Work required: For the listing that follows, report how many lines contain the string "photo", giving the number alone.

::::

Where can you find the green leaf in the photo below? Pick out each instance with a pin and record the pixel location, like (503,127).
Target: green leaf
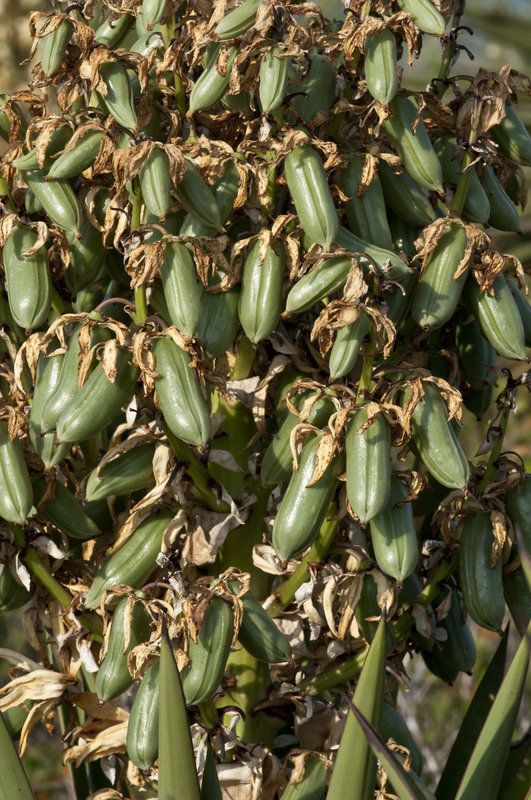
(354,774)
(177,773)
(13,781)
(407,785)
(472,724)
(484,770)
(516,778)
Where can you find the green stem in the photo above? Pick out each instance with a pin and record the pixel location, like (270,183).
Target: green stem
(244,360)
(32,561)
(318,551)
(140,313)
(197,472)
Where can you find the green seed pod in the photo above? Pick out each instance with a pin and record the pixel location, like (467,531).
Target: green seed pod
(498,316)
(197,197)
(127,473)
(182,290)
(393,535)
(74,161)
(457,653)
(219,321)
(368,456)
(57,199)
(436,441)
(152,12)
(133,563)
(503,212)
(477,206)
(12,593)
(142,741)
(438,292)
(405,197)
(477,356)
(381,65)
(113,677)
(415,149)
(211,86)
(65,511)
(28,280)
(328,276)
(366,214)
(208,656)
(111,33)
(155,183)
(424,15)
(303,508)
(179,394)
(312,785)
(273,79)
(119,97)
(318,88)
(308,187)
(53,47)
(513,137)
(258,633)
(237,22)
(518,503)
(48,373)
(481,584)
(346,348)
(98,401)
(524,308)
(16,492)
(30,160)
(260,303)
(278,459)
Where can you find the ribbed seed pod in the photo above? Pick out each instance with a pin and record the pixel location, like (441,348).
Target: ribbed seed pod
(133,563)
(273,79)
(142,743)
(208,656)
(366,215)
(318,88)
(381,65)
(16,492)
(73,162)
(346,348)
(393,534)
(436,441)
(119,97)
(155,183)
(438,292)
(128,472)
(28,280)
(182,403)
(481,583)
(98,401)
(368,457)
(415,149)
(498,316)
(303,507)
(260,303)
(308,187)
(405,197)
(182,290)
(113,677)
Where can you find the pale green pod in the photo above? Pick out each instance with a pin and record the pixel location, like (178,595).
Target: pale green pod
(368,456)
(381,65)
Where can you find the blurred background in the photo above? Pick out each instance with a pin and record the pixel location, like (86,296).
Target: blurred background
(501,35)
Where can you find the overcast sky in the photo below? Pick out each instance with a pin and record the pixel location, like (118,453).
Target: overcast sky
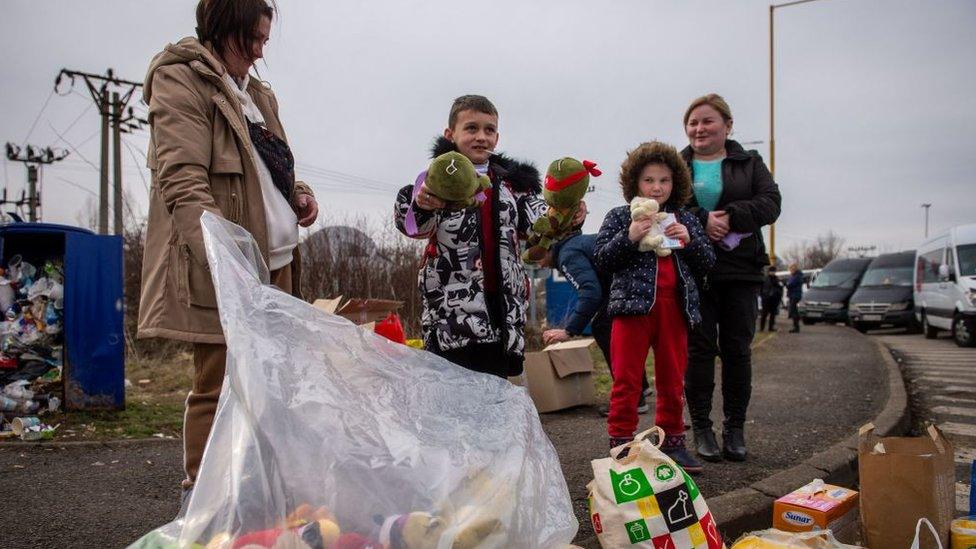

::::

Output for this task: 7